**Required work**
(1) Answer these questions from the passage about London's Vestries and District Boards:
(a) At what point did the Vestries and District Boards come to their end?
(b) How many years earlier had they first found their parishes and districts?
(c) Which class of workers under them does the passage exclude from blame?
(2) Continue the passage about London's Vestries and District Boards from its final sentence.

**Document excerpt**
+++++
Here, at the close of 1900, the Vestries and the District Boards of London came to their decreed end, and disappeared from the scene of London civic life. That end was not regretted by the general public, whose opinion may be gauged from the fact that the name “Vestry” had become almost synonymous with incapacity, mismanagement, neglect, sometimes even of graver transgressions, though in later years the Vestries did something towards removing from themselves that reproach.
They certainly had done much useful work, and even at the outset of their existence were a great improvement upon their predecessors. They had found their parishes and districts forty-five years previously in the state described in the first and second chapters of this work—a chaos of filth, a slough of insanitation and deadly disease, and the great mass of the people living in misery indescribable—and the task before them was one which might have daunted the stoutest heart.
In many ways they did their work well; local sewerage and house drainage were effectually carried out; the refuse of the great city was regularly removed; the paving, and lighting, and cleansing of the streets were greatly improved.
But in many parts of London, and by many Vestries and District Boards, the larger, graver problems with which they were confronted were scarcely dealt with at all. Powers entrusted to them by Parliament were not used, vitally important duties imposed upon them by Parliament were ignored or neglected. Had this been pure incapacity it would have been deplorable, but upon many of the Vestries were men who either were themselves interested in continuing existing evils and abuses, or whose friends were, and so laws which should have removed or mitigated the evils were not administered.
And the result was the non-prevention of diseases which led to deaths, and the continuance of miseries (consequent on disease) which might have been warded off, and the sowing of the seeds of evils of which we are still reaping the crop.
As years went by the pressure of public opinion upon them became more insistent, and their administration improved, but even to the end many of them grievously failed to fulfil the responsibilities of their position.
One class of workers under them must, however, be excluded from such blame, namely, the Medical Officers of Health.
+++++
Saved entries:
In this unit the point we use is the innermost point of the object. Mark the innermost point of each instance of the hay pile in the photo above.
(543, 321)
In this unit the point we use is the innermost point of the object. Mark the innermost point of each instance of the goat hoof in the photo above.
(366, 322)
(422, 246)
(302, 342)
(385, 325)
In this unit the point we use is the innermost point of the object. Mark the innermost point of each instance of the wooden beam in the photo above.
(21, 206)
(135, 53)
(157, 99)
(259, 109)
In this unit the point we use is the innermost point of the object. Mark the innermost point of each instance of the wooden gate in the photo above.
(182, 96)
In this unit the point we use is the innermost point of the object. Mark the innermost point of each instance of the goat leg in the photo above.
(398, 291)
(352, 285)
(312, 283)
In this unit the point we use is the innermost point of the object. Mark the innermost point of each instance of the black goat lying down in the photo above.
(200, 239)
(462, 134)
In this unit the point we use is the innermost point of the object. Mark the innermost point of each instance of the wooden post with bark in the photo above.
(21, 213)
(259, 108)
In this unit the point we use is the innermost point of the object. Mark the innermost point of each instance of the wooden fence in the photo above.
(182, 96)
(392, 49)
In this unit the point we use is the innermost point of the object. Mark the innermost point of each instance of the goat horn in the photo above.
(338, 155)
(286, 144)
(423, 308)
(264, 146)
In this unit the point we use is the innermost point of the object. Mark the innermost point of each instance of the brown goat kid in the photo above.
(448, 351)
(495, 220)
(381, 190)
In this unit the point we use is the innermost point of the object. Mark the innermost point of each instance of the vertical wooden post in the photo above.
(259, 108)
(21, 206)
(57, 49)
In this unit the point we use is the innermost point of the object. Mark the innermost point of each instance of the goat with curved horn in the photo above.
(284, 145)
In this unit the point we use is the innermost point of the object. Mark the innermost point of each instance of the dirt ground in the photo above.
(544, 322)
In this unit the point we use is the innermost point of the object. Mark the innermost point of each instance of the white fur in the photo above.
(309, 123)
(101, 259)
+++++
**Exercise responses**
(1)
(a) At the close of 1900.
(b) Forty-five years.
(c) The Medical Officers of Health.

(2)
It is not too much to say that the greater part of the sanitary progress which was made all through the period of Vestry rule was directly due to the unceasing labour, the courageous efforts, the insistence of many of these officers. Their recommendations were often ignored, their requests constantly denied, their opinions made light of; but in spite of such discouragement they persevered. And not alone did they bravely stand between disease and the people, but they were ever striving to drive it back, and to destroy its prolific sources and its power; ever urging upon their employers the necessity for action to relieve the people from the worst of the evils they were suffering under.
The description given in 1856 by one of them that their work was “a war of the community against individuals for the public good” had been proved to be absolutely true.
And in that war, of them generally, it is to be said that there were no sturdier fighters on the side of the community than they proved to be.
In 1885 Dr. J. Liddle, “a pioneer of reform,” died after thirty years of “unflinching adherence to duty” as Medical Officer of Health for Whitechapel.
In 1889 Dr. N. Vinen died after thirty-four years’ service as Medical Officer of Health for St. Olave, Southwark.[185]
In 1895 Dr. J. S. Bristowe passed away after forty years of service as Medical Officer of Health for Camberwell.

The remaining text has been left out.